> **Some records**
• • • • •

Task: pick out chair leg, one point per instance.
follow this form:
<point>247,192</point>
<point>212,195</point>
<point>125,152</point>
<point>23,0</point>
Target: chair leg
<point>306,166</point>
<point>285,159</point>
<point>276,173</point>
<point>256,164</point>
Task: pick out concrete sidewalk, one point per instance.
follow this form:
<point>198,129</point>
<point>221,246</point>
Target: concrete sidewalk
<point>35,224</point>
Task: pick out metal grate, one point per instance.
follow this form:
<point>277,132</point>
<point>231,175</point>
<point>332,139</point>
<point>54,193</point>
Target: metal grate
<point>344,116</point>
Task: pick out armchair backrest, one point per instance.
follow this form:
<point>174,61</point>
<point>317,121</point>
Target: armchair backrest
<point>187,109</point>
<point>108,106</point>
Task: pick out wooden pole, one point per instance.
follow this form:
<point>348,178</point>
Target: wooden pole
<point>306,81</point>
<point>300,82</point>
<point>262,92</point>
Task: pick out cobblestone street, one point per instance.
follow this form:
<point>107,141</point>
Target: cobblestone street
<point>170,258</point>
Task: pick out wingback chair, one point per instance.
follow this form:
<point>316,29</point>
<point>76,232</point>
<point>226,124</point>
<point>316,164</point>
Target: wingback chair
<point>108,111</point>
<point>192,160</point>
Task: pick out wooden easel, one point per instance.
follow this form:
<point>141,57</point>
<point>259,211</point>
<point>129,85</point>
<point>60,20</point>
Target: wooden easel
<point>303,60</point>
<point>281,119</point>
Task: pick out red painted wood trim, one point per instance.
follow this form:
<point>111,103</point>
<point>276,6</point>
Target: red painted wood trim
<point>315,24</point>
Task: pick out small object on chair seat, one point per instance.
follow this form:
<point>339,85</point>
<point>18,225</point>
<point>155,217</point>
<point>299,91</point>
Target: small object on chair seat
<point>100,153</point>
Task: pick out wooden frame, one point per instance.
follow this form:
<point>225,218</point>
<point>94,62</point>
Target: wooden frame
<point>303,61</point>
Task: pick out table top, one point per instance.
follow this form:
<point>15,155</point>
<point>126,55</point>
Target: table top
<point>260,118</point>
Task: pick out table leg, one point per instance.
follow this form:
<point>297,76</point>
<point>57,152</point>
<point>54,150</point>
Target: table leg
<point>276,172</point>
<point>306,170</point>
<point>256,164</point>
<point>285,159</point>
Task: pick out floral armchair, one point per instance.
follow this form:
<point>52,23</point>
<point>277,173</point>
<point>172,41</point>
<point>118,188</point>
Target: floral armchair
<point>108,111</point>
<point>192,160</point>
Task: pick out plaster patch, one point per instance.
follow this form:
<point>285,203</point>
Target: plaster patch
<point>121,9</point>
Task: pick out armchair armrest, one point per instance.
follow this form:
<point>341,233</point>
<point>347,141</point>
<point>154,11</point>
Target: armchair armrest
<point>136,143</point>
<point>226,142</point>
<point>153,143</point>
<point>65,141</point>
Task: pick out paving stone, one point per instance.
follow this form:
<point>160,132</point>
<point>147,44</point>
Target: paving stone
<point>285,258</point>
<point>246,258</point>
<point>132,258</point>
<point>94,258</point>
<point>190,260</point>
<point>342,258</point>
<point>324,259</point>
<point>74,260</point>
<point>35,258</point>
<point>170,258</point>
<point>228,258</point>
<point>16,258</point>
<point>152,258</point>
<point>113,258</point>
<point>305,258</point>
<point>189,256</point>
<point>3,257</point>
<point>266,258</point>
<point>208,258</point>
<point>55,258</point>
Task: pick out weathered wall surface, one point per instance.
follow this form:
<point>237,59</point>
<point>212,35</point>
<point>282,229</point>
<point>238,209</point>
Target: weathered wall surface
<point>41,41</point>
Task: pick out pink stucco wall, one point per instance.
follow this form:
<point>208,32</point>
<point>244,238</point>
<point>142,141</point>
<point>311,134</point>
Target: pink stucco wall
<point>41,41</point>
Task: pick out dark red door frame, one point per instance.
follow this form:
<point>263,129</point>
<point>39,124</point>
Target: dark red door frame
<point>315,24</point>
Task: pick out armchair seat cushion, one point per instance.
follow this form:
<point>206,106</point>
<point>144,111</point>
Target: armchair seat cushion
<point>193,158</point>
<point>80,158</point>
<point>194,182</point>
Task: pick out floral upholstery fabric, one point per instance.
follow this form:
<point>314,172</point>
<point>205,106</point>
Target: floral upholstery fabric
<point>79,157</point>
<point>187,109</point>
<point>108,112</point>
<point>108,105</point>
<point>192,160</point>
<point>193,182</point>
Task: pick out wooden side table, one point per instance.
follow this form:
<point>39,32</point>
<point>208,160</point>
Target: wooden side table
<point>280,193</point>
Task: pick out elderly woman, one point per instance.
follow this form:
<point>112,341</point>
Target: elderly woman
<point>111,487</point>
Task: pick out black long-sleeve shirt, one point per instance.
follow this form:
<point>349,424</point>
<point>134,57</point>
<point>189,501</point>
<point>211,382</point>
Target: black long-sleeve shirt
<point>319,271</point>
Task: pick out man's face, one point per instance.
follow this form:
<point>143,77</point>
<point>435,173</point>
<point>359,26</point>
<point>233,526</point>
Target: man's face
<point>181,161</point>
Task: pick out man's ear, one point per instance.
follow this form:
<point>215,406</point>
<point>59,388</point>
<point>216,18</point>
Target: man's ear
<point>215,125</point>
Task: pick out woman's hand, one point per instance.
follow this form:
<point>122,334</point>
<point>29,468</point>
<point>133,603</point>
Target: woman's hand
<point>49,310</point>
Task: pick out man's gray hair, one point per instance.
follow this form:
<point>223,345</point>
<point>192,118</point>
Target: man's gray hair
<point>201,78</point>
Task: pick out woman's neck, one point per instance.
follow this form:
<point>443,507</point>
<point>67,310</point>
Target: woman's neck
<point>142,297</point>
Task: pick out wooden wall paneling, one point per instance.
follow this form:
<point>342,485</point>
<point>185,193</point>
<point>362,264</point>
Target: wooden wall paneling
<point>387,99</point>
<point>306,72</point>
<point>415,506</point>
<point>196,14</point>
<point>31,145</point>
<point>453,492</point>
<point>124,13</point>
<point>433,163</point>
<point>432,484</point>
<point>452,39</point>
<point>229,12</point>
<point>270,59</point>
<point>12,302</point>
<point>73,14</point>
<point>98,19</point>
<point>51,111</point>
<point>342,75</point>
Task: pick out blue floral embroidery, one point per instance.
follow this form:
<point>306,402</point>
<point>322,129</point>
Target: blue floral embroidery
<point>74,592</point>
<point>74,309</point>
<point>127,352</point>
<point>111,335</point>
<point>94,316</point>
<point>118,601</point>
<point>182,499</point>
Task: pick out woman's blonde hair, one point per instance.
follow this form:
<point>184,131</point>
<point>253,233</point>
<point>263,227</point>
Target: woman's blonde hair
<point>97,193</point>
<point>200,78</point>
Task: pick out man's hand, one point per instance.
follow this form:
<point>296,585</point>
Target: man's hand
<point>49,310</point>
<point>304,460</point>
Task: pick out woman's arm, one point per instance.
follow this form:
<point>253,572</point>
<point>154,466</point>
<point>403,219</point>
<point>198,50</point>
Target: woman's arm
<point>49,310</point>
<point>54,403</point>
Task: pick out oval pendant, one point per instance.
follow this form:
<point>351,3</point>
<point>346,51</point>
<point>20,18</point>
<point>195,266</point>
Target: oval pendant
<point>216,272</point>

• • • • •

> **Stated goal**
Rewrite all of the data above, replacing "one point per instance" with "one point for each instance" and leaving everything else unchanged.

> **Exercise output**
Task: pick out chair leg, one point for each instance.
follow this form:
<point>247,192</point>
<point>212,195</point>
<point>125,152</point>
<point>23,0</point>
Target: chair leg
<point>306,166</point>
<point>285,159</point>
<point>276,173</point>
<point>256,164</point>
Task: pick out concrete sidewalk, one point for each instance.
follow this form:
<point>198,129</point>
<point>221,246</point>
Target: concrete sidewalk
<point>35,224</point>
Task: pick out metal grate, one point for each instance.
follow this form:
<point>277,132</point>
<point>231,175</point>
<point>332,139</point>
<point>54,193</point>
Target: metal grate
<point>344,116</point>
Task: pick out armchair backrest, one point for each instance.
follow this form:
<point>174,61</point>
<point>317,121</point>
Target: armchair backrest
<point>187,109</point>
<point>108,106</point>
Task: pick out wooden pole, one point for each instance.
follow this form:
<point>348,178</point>
Target: wooden pole
<point>306,81</point>
<point>300,82</point>
<point>262,92</point>
Task: pick out cobblestone street, one point for each instance.
follow this form:
<point>107,141</point>
Target: cobblestone street
<point>170,258</point>
Task: pick out wingback chair, one point for each instance.
follow this form:
<point>316,29</point>
<point>76,232</point>
<point>226,124</point>
<point>316,164</point>
Target: wingback chair
<point>108,111</point>
<point>192,160</point>
Task: pick out wooden easel, one point for each instance.
follow this form:
<point>141,57</point>
<point>259,211</point>
<point>129,85</point>
<point>60,20</point>
Target: wooden easel
<point>303,60</point>
<point>281,119</point>
Task: pick out red painted wood trim, one point for each instance.
follow this form:
<point>111,103</point>
<point>276,6</point>
Target: red painted wood trim
<point>315,24</point>
Task: pick out small object on chair seat, one point for each instance.
follow this form:
<point>339,85</point>
<point>18,225</point>
<point>155,217</point>
<point>299,91</point>
Target: small object on chair seat
<point>100,153</point>
Task: pick out wooden frame, one point for each instance.
follow this form:
<point>225,218</point>
<point>94,62</point>
Target: wooden frame
<point>303,61</point>
Task: pick out table top, one point for each instance.
follow this form:
<point>15,155</point>
<point>126,55</point>
Target: table top
<point>260,118</point>
Task: pick out table leg, one point for each instance.
follow this form:
<point>297,76</point>
<point>57,152</point>
<point>54,150</point>
Target: table leg
<point>276,172</point>
<point>306,170</point>
<point>256,164</point>
<point>285,159</point>
Task: pick out floral armchair, one point for each instance.
follow this form:
<point>52,23</point>
<point>277,173</point>
<point>172,41</point>
<point>118,188</point>
Target: floral armchair
<point>108,111</point>
<point>192,160</point>
Task: pick out plaster patch, one point for each instance.
follow this form:
<point>285,203</point>
Target: plaster patch
<point>121,9</point>
Task: pick out armchair armrest, one point for each instance.
follow this form:
<point>341,233</point>
<point>347,141</point>
<point>154,11</point>
Target: armchair armrest
<point>136,143</point>
<point>226,142</point>
<point>153,143</point>
<point>65,141</point>
Task: pick out paving stone, one point for each instance.
follow this form:
<point>160,132</point>
<point>147,44</point>
Target: paving stone
<point>285,258</point>
<point>246,258</point>
<point>132,258</point>
<point>94,258</point>
<point>190,260</point>
<point>342,258</point>
<point>324,259</point>
<point>74,260</point>
<point>35,258</point>
<point>170,258</point>
<point>228,258</point>
<point>16,258</point>
<point>152,258</point>
<point>113,258</point>
<point>305,258</point>
<point>189,256</point>
<point>3,257</point>
<point>266,258</point>
<point>208,258</point>
<point>55,258</point>
Task: pick out weathered wall surface, one point for each instance.
follow this form:
<point>237,59</point>
<point>212,35</point>
<point>282,229</point>
<point>238,209</point>
Target: weathered wall surface
<point>41,41</point>
Task: pick out pink stucco wall, one point for each instance.
follow this form:
<point>208,32</point>
<point>244,238</point>
<point>142,141</point>
<point>311,134</point>
Target: pink stucco wall
<point>41,41</point>
Task: pick out dark red door frame, one point for each instance.
follow this form:
<point>263,129</point>
<point>39,124</point>
Target: dark red door frame
<point>315,24</point>
Task: pick out armchair seat cushion, one point for each instance.
follow this form:
<point>206,106</point>
<point>144,111</point>
Target: armchair seat cushion
<point>193,158</point>
<point>80,158</point>
<point>194,182</point>
Task: pick out floral upholstery fabric, one point for each instance.
follow this form:
<point>314,172</point>
<point>205,106</point>
Target: floral upholstery fabric
<point>79,157</point>
<point>187,109</point>
<point>108,112</point>
<point>108,105</point>
<point>192,160</point>
<point>193,182</point>
Task: pick out wooden side table, one point for each instance.
follow this form:
<point>39,32</point>
<point>208,160</point>
Target: wooden side table
<point>280,193</point>
Task: pick out elderly woman, one point for each instance.
follow this form:
<point>112,341</point>
Target: elderly woman
<point>111,487</point>
Task: pick out black long-sleeve shirt, one point for each instance.
follow this form:
<point>349,424</point>
<point>134,57</point>
<point>189,501</point>
<point>211,382</point>
Target: black long-sleeve shirt
<point>319,271</point>
Task: pick out man's face, one point for each instance.
follow this form:
<point>143,77</point>
<point>435,173</point>
<point>359,26</point>
<point>233,526</point>
Target: man's face
<point>181,161</point>
Task: pick out man's ear, one point for each instance.
follow this form:
<point>215,406</point>
<point>59,388</point>
<point>216,18</point>
Target: man's ear
<point>215,125</point>
Task: pick out woman's hand, one point for each instance.
follow this form:
<point>122,334</point>
<point>29,468</point>
<point>133,603</point>
Target: woman's hand
<point>49,310</point>
Task: pick out man's gray hair, one point for each instance.
follow this form:
<point>223,345</point>
<point>192,118</point>
Target: man's gray hair
<point>201,78</point>
Task: pick out woman's neck, one point for each instance.
follow this form:
<point>443,507</point>
<point>67,310</point>
Target: woman's neck
<point>142,297</point>
Task: pick out wooden wall paneling, one point for each instance.
follow this form:
<point>342,485</point>
<point>185,193</point>
<point>362,264</point>
Target: wooden wall paneling
<point>387,99</point>
<point>306,72</point>
<point>415,506</point>
<point>196,14</point>
<point>31,145</point>
<point>453,492</point>
<point>124,13</point>
<point>433,163</point>
<point>432,484</point>
<point>452,39</point>
<point>229,12</point>
<point>270,59</point>
<point>12,302</point>
<point>73,14</point>
<point>98,19</point>
<point>51,111</point>
<point>342,75</point>
Task: pick out blue floral embroidery, one point for each instance.
follow this form:
<point>306,402</point>
<point>322,129</point>
Target: blue floral embroidery
<point>74,592</point>
<point>74,309</point>
<point>127,352</point>
<point>111,335</point>
<point>94,316</point>
<point>118,601</point>
<point>182,499</point>
Task: pick out woman's blonde hair, one point for each instance.
follow this form:
<point>184,131</point>
<point>253,233</point>
<point>263,227</point>
Target: woman's blonde hair
<point>97,193</point>
<point>200,78</point>
Task: pick out man's hand, one point for each instance.
follow this form:
<point>296,585</point>
Target: man's hand
<point>49,310</point>
<point>304,460</point>
Task: pick out woman's arm, one point for each instance.
follow this form:
<point>253,572</point>
<point>154,466</point>
<point>403,219</point>
<point>198,50</point>
Target: woman's arm
<point>49,310</point>
<point>54,403</point>
Task: pick out oval pendant, one point for each instance.
follow this form:
<point>351,3</point>
<point>346,51</point>
<point>20,18</point>
<point>195,266</point>
Target: oval pendant
<point>216,272</point>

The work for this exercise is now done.